WORK REQUEST: Could you pick up the passage on rating commercial AC and heat pump FDD products and continue it from its last sentence?

EXTRACT TO READ:

☆ ☆ ☆ ☆ ☆

Within Task 2, the effort to develop a test method for rating AC and HP commercial FDD products will continue. After developing a performance data library for no-fault and faulty operation with extended data analysis in FY2011, in FY2012 the project will proceed to inverse modeling of no-fault and faulty ACs and HPs; six different faults will be considered. Simultaneously, operating scenarios will be developed for fault-free and faulty operations, and they will be later implemented in the FDD tester/evaluator (prototype software tool) together with the simulation model (FY2013).  For each operating scenario, the output from the AC/HP tester/evaluator will include indoor and outdoor operating conditions and AC and HP features.  The tested FDD product will return its diagnostic information to the FDD tester/evaluator.  Testing and validation of the FDD tester/evaluator will involve laboratory and commercially available FDD algorithms (FY2013).

In FY 2012, Task 2 will also include the development of a standardized format for information exchange between the FDD tester/evaluator and the tested commercial FDD product.  Interaction with original equipment manufacturers through professional organizations and direct contacts throughout the duration of this project will seek to standardize FDD diagnostic information within the U.S. industry.  The rating algorithm developed for the FDD tester/evaluator will use weather data to produce a figure of merit reflecting energy savings through the cooling and heating seasons.  It is expected that the FDD tester/evaluator will also be used as a tool for developing new FDD methods.

☆ ☆ ☆ ☆ ☆

ENTRIES SHOWN:
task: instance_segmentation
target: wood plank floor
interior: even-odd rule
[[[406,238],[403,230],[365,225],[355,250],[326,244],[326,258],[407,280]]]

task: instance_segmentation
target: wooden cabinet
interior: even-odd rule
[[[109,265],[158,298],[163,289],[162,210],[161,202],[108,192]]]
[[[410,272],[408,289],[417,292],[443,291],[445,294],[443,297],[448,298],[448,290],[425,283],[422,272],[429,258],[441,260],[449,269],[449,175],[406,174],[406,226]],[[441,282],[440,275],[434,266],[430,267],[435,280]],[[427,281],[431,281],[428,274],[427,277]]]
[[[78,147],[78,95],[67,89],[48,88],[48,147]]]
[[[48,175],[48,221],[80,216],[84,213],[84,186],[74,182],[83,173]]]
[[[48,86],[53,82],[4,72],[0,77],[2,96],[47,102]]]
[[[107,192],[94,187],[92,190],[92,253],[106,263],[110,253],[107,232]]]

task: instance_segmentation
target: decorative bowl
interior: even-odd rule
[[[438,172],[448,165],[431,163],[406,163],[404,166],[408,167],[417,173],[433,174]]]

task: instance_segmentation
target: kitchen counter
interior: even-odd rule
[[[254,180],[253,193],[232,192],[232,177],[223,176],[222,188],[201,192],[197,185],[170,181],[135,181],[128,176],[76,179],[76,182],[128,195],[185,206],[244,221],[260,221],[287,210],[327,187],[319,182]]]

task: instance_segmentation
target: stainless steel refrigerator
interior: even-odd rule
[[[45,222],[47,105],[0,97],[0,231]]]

☆ ☆ ☆ ☆ ☆

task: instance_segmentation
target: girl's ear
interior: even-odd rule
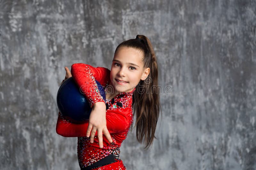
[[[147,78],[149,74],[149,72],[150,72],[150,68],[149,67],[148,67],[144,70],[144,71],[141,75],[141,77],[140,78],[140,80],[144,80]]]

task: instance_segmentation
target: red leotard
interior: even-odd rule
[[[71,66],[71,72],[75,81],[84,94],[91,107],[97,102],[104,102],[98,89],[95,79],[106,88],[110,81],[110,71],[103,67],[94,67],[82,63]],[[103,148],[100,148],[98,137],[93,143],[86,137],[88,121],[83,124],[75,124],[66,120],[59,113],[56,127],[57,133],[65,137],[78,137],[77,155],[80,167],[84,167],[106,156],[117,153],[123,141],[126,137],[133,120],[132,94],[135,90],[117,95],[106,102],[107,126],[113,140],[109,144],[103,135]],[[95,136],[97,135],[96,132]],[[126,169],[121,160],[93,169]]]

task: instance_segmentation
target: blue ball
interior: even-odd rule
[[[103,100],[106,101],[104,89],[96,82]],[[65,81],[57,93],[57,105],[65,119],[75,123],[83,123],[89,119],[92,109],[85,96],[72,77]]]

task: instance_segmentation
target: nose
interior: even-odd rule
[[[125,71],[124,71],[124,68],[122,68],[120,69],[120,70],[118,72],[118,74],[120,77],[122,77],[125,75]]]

☆ ☆ ☆ ☆ ☆

ANSWER FOR THIS EXERCISE:
Task 3 will entail the efforts to ensure proper operation of the high-efficiency, air-source heat pump selected for the EL Net-Zero Energy Residential Test Facility (NZERTF). This novel, variable-speed heat pump has unique operational modes that can provide cooling/heating load matching with humidity control, including dedicated dehumidification.  It will be one of the top energy users in the home and must operate properly for the home to reach its goal of net-zero energy.  Within Task 3, a new FDD method will be developed for the heat pump based on manufacturer's performance data, publically available FDD algorithms developed for variable-speed equipment, and NIST's previously developed Steady-State Detector.  This FDD method will be installed in the NZERTF monitoring system.  Also developed and installed will be a scheme to map the NZERTF heat pump's heating and cooling performance for an entire year which will enable a better, more detailed FDD method for this system.

Recent Results: 

Outputs:  

Yoon SH, Payne WV, Domanski PA., 2011.  Residential heat pump heating performance with single faults imposed.  Applied Thermal Engineering, 31(2011), 765-71.

Kim M, Yoon SH, Payne WV, Domanski PA., 2010.  Development of the reference model for a residential heat pump system for cooling mode fault detection and diagnosis.  Journal of Mechanical Science and Technology, 24(7)(2010), 1481-89.

Kim M, Payne WV, Domanski PA, Hermes CJL, Yoon SH., 2008.  Performance of a residential heat pump operating in the cooling mode with single faults imposed.  Applied Thermal Engineering, 29(4), 770-78.

Outcomes: 

Cooling and heating mode, fault-applied performance data given to the HVAC&R industry and academia. 

Impacts: 

Cooling and heating mode performance data have been used by at least one commercial developer of HVAC FDD equipment to develop products for the residential and small commercial market.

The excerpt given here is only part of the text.